CONSIGNE 1:
Relevez chaque ligne de la liste qui contient la chaîne « submerged ». La casse compte.

═════ EXTRAIT À LIRE

Après avoir éludé le problème du franc CFA, en novembre 2017, au prétexte que c’était un « non-sujet », la position du président français Emmanuel Macron, sur la question, a changé. En effet, les critiques acerbes des opposants au franc CFA, monnaie commune de 14 pays africains, entachaient l’image de la France accusée de maintenir un système jugé néocolonial.
Ainsi, le mercredi 20 mai 2020, la France a entériné officiellement la fin du franc CFA au sein des huit pays formant l’UEMOA (Union économique et monétaire ouest-africaine), faisant suite à la rencontre en décembre dernier, à Abidjan, entre le président français Emmanuel Macron et le président de la Côte d’Ivoire Alassane Ouattara. Cette réforme monétaire historique se traduit notamment par un changement de monnaie, au sein des pays concernés, avec une nouvelle monnaie nommée l’ECO en remplacement du franc CFA.
Franc CFA : vestige de la France Afrique
Le franc CFA trouve son origine le 26 décembre 1945, à la suite de la ratification par la France des accords de Bretton Woods. Lors de sa création, il signifiait « Colonies françaises d’Afrique », puis en 1958-1960 « Communauté française d’Afrique ». Actuellement, le sigle CFA signifie « Communauté financière Africaine ».

══════════

CONSIGNE 2:
D'après l'extrait à lire sur le franc CFA, que signifie actuellement le sigle CFA ?

═════ DONNÉES FOURNIES

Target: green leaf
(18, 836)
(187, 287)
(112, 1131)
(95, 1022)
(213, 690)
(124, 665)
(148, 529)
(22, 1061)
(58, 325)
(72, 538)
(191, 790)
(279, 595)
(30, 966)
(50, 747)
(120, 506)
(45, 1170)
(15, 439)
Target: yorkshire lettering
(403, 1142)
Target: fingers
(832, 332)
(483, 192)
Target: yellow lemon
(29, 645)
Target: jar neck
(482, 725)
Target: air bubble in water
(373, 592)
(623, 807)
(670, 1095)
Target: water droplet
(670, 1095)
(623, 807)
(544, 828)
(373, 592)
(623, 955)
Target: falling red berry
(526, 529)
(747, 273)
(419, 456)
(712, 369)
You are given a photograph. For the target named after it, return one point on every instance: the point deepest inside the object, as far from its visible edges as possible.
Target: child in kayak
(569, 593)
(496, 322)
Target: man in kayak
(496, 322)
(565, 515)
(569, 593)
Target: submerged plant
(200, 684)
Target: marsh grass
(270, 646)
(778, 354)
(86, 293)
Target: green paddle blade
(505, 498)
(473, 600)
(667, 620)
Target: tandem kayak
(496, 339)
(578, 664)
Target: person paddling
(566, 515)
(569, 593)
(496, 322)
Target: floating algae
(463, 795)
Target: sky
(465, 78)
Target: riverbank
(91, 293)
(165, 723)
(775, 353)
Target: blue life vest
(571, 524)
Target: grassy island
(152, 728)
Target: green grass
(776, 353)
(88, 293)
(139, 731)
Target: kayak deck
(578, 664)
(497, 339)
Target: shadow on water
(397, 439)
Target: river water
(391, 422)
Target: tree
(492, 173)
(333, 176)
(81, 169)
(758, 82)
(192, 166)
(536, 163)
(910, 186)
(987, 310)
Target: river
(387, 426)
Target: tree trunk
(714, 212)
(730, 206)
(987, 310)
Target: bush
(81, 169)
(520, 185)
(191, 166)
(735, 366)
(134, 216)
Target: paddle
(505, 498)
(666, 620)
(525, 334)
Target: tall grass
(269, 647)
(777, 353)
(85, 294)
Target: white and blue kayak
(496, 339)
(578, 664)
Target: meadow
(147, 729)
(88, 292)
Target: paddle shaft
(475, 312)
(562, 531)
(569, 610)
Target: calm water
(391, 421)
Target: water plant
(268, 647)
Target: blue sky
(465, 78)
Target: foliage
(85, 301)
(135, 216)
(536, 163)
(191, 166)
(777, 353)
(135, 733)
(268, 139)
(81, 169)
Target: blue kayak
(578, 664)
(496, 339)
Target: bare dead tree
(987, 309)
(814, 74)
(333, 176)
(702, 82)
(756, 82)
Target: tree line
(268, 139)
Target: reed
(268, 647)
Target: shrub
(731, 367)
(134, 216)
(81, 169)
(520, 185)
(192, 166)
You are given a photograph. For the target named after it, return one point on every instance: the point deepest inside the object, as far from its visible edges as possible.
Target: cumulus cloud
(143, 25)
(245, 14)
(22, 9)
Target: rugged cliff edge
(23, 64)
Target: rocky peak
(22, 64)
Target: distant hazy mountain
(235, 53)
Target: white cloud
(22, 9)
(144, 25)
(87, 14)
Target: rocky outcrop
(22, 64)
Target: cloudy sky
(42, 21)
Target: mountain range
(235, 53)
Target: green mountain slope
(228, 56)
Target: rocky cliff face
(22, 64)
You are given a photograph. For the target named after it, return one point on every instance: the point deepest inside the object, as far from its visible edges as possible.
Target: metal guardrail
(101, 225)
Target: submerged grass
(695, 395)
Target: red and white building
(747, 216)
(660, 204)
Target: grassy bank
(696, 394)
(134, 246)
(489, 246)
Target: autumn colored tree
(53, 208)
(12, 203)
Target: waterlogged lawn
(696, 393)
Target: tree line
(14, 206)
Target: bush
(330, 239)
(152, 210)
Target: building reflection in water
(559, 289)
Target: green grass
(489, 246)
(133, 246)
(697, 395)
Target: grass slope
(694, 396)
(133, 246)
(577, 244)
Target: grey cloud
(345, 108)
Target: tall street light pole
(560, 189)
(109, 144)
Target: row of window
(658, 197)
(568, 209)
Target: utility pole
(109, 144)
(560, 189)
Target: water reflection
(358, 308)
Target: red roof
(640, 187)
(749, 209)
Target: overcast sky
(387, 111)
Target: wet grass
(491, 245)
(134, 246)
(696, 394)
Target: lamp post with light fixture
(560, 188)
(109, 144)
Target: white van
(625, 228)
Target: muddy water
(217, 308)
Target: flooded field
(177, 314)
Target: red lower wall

══════════

BONNE RÉPONSE 1:
Target: submerged plant
Target: submerged grass

BONNE RÉPONSE 2:
« Communauté financière Africaine ».